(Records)

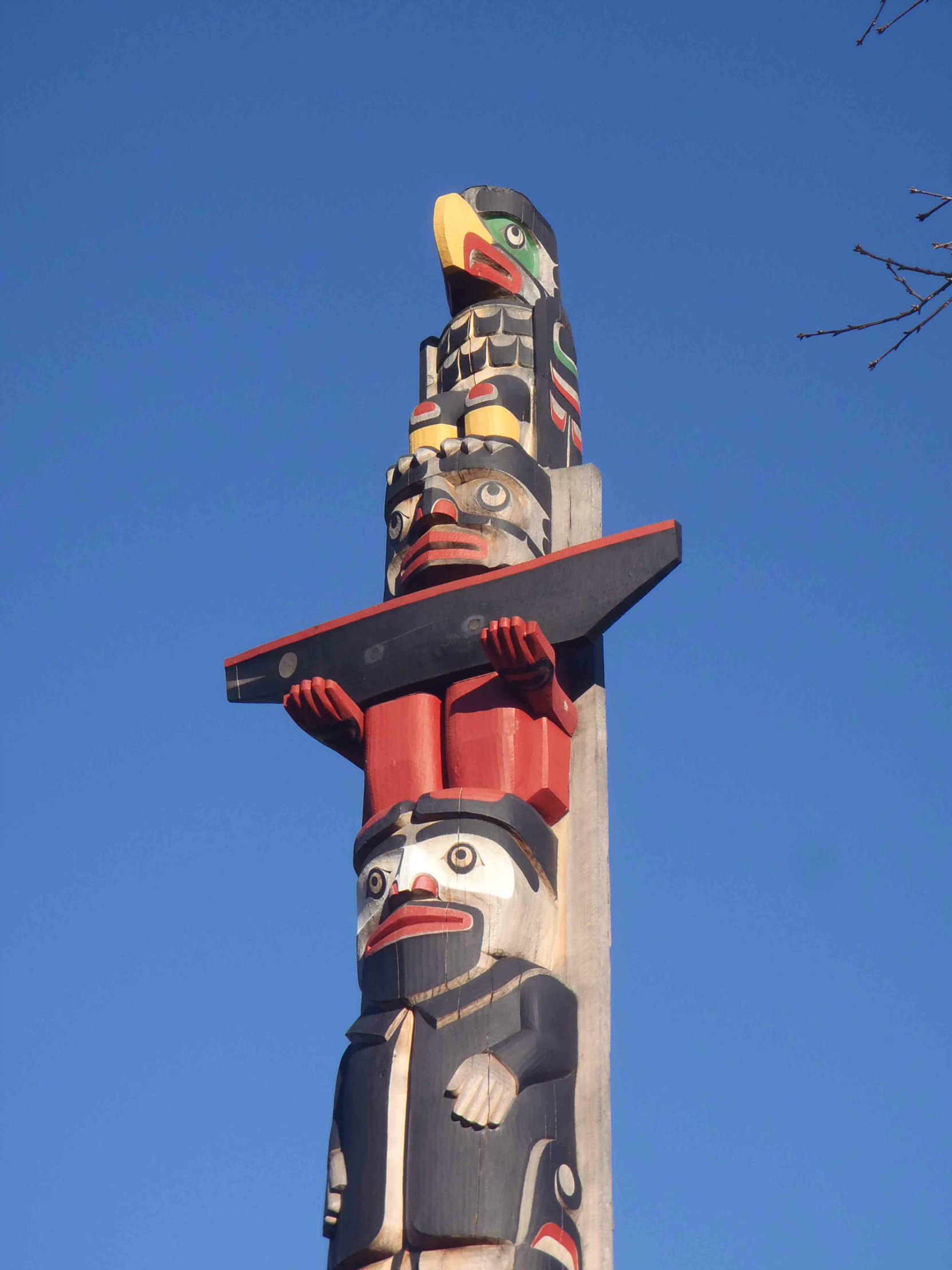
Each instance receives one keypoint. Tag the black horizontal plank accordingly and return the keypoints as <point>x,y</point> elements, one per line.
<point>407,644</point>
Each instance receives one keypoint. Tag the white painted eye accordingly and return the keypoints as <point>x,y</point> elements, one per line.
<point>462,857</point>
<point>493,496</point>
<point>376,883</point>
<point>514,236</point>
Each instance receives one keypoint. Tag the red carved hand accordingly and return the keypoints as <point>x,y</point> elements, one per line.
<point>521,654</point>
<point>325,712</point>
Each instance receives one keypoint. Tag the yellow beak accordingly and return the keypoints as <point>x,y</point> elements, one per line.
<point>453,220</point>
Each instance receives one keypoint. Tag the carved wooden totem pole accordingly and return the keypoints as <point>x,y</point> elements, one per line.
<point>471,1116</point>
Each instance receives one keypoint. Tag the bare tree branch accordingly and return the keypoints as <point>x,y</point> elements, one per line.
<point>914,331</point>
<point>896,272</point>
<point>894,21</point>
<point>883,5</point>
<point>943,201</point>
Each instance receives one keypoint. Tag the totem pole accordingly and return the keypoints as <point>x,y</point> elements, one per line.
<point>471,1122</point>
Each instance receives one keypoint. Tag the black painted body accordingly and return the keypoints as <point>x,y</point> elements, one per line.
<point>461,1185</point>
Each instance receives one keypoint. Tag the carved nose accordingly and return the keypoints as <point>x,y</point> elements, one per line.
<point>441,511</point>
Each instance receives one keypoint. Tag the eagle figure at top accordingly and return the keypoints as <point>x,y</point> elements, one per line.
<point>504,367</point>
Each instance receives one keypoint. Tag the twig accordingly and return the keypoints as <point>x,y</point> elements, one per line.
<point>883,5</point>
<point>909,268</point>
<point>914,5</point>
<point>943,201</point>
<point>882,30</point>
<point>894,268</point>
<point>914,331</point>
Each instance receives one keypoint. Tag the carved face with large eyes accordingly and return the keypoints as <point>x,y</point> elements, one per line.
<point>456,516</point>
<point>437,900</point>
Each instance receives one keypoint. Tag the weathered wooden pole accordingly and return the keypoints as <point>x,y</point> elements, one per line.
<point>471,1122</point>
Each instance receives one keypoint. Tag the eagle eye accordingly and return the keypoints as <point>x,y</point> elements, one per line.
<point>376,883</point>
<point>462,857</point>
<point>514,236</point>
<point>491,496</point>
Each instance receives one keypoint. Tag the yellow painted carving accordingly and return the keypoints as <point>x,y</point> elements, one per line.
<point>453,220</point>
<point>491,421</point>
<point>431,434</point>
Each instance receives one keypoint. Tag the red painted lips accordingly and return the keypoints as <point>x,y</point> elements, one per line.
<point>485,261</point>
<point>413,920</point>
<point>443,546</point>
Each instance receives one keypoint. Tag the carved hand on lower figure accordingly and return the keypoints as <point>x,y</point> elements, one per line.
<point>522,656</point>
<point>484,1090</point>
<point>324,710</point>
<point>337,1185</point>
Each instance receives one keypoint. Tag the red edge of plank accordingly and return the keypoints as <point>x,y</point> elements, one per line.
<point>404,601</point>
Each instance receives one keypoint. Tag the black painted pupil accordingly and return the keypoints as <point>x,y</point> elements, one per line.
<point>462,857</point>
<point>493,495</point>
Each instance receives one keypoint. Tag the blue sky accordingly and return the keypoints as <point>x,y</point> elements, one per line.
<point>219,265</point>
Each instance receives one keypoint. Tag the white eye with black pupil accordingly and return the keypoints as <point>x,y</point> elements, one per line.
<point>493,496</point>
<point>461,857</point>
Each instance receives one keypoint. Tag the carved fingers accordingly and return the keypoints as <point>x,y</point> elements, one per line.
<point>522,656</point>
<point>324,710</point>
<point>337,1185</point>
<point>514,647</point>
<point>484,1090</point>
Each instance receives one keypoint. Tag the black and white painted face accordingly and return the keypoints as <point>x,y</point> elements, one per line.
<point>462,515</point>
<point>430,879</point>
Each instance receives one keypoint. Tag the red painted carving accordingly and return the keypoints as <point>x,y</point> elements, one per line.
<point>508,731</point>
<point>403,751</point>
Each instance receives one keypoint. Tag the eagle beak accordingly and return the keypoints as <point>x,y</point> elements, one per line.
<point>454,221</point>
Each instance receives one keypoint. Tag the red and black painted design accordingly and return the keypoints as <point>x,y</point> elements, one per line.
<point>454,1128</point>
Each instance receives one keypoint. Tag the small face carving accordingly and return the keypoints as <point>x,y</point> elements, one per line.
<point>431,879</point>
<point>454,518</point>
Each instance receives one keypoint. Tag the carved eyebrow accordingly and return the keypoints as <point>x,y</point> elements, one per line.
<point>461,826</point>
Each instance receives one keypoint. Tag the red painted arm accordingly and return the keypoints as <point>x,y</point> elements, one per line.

▶ [Goal]:
Rewrite all of the data above as a Markdown table with two columns, Row and Line, numbering each row and leaving out blank lines. Omit the pictures.

▶ [Output of the exercise]:
| Row | Line |
|---|---|
| 1 | Each instance receives one keypoint. Tag the black horizontal plank accordingly and return the keypoints as <point>x,y</point> elements, one per line. |
| 2 | <point>407,644</point> |
| 3 | Each instance receives one keypoint. Tag the white painted eye accordingly and return the keypoints as <point>x,y</point> elements, one per line. |
| 4 | <point>462,857</point> |
| 5 | <point>493,496</point> |
| 6 | <point>376,883</point> |
| 7 | <point>514,236</point> |
| 8 | Each instance receives one keypoint. Tag the red carved hand accordingly and return the keypoints as <point>x,y</point> elements, one per line. |
| 9 | <point>521,654</point> |
| 10 | <point>325,712</point> |
| 11 | Each instance receives one keypoint. Tag the yellow beak accordingly and return the keypoints as <point>x,y</point> elements, one per line. |
| 12 | <point>453,220</point> |
| 13 | Each instance receives one keypoint. Tag the carved wooden totem pole accordingly and return the keypoints as <point>x,y</point> elements, one per line. |
| 14 | <point>471,1116</point> |
| 15 | Each instance receives one keypoint. Tag the bare tree branch accordingly and return the keypoints as <point>x,y</point> elements, one per line. |
| 16 | <point>914,331</point> |
| 17 | <point>896,272</point> |
| 18 | <point>894,21</point> |
| 19 | <point>883,5</point> |
| 20 | <point>943,201</point> |
| 21 | Each instance receives one keypoint. Tag the totem pole accordingly and return the keypoints as <point>x,y</point> elements, one per line. |
| 22 | <point>471,1122</point> |
| 23 | Each instance receives one keypoint. Tag the black painted body accordingly and return the keypoints as <point>x,y</point> elements, one per line. |
| 24 | <point>461,1185</point> |
| 25 | Each instance receives one keypoint. Tag the carved nose accordingly and return the keypoints as <point>x,y</point> elements, one per line. |
| 26 | <point>441,511</point> |
| 27 | Each instance receives one keypoint. Tag the eagle figure at top accordingly and return the keypoints as <point>x,y</point> elements, one per line. |
| 28 | <point>504,367</point> |
| 29 | Each instance receives one keypoint. Tag the twig accordingly and return the keypoints as <point>x,y</point> elements, one per line. |
| 30 | <point>883,5</point> |
| 31 | <point>909,268</point> |
| 32 | <point>914,5</point> |
| 33 | <point>943,201</point> |
| 34 | <point>882,30</point> |
| 35 | <point>894,268</point> |
| 36 | <point>914,331</point> |
| 37 | Each instance receives one keypoint. Tag the carved face with large eyes accordingly and return the keypoints as <point>x,y</point> elements, one per line. |
| 38 | <point>456,516</point> |
| 39 | <point>437,900</point> |
| 40 | Each instance receives one keypoint. Tag the weathered wooden pole accordingly and return the keypoints as <point>x,y</point> elements, one per line. |
| 41 | <point>471,1122</point> |
| 42 | Each instance receives one keypoint. Tag the eagle eye accordingly and return the keypoints as <point>x,y</point> elements, one per line. |
| 43 | <point>376,883</point> |
| 44 | <point>462,857</point> |
| 45 | <point>514,236</point> |
| 46 | <point>491,496</point> |
| 47 | Each instance receives one keypoint. Tag the yellow painted carving accordingly and return the keypoints as <point>x,y</point> elements, one per line. |
| 48 | <point>453,220</point> |
| 49 | <point>491,421</point> |
| 50 | <point>431,434</point> |
| 51 | Each instance receives one keypoint. Tag the red painted lips accordingly and return the keypoints as <point>x,y</point> elements, one per line. |
| 52 | <point>485,261</point> |
| 53 | <point>413,920</point> |
| 54 | <point>443,546</point> |
| 55 | Each instance receives one keypoint. Tag the carved hand on lower figure accordingly and return the keypoints as <point>x,y</point> elements, one per line. |
| 56 | <point>522,656</point> |
| 57 | <point>484,1090</point> |
| 58 | <point>324,710</point> |
| 59 | <point>337,1185</point> |
| 60 | Each instance receives one keypoint. Tag the red edge of plank accordingly and return the keypoints as <point>x,y</point> elements, one per line. |
| 61 | <point>404,601</point> |
| 62 | Each instance receives one keypoint. Tag the black painted pupil accordingly and return the keypoints as <point>x,y</point> elements, one per line. |
| 63 | <point>462,857</point> |
| 64 | <point>493,495</point> |
| 65 | Each instance receives one keypoint. Tag the blue sky accordingly and return the keypoints as <point>x,y</point> elements, one per line. |
| 66 | <point>219,265</point> |
| 67 | Each instance receives one keypoint. Tag the white eye with black pupil accordingly and return the keypoints as <point>x,y</point> elements, one per line. |
| 68 | <point>493,496</point> |
| 69 | <point>461,857</point> |
| 70 | Each instance receives one keypoint. Tag the carved fingers accordingly and return the keypoints as <point>x,y</point> elements, one per line. |
| 71 | <point>522,656</point> |
| 72 | <point>324,710</point> |
| 73 | <point>337,1185</point> |
| 74 | <point>514,647</point> |
| 75 | <point>484,1090</point> |
| 76 | Each instance receives one keypoint. Tag the black and white painted face accordingly and return the keypoints as <point>x,y</point> elements, one per line. |
| 77 | <point>462,515</point> |
| 78 | <point>430,879</point> |
| 79 | Each instance receives one keypoint. Tag the red painted carving accordingly and return the keypoints as <point>x,y</point> elements, one per line. |
| 80 | <point>508,731</point> |
| 81 | <point>403,751</point> |
| 82 | Each instance receives one keypoint. Tag the eagle beak accordingly and return the keypoints as <point>x,y</point> elements, one per line. |
| 83 | <point>454,221</point> |
| 84 | Each instance receives one keypoint. Tag the red and black painted design accordingly and return the keypoints as <point>x,y</point> elements, one per line. |
| 85 | <point>454,1128</point> |
| 86 | Each instance receives one keypoint. Tag the small face carving accordingly and return the keypoints as <point>x,y</point> elements, one per line. |
| 87 | <point>431,879</point> |
| 88 | <point>454,518</point> |
| 89 | Each instance receives one keypoint. Tag the carved eyebrow accordingly and return the keypoints as <point>x,y</point> elements, one per line. |
| 90 | <point>461,826</point> |
| 91 | Each instance receives one keypoint. Tag the red painted arm accordingly and return the keypoints as <point>x,y</point> elements, one per line. |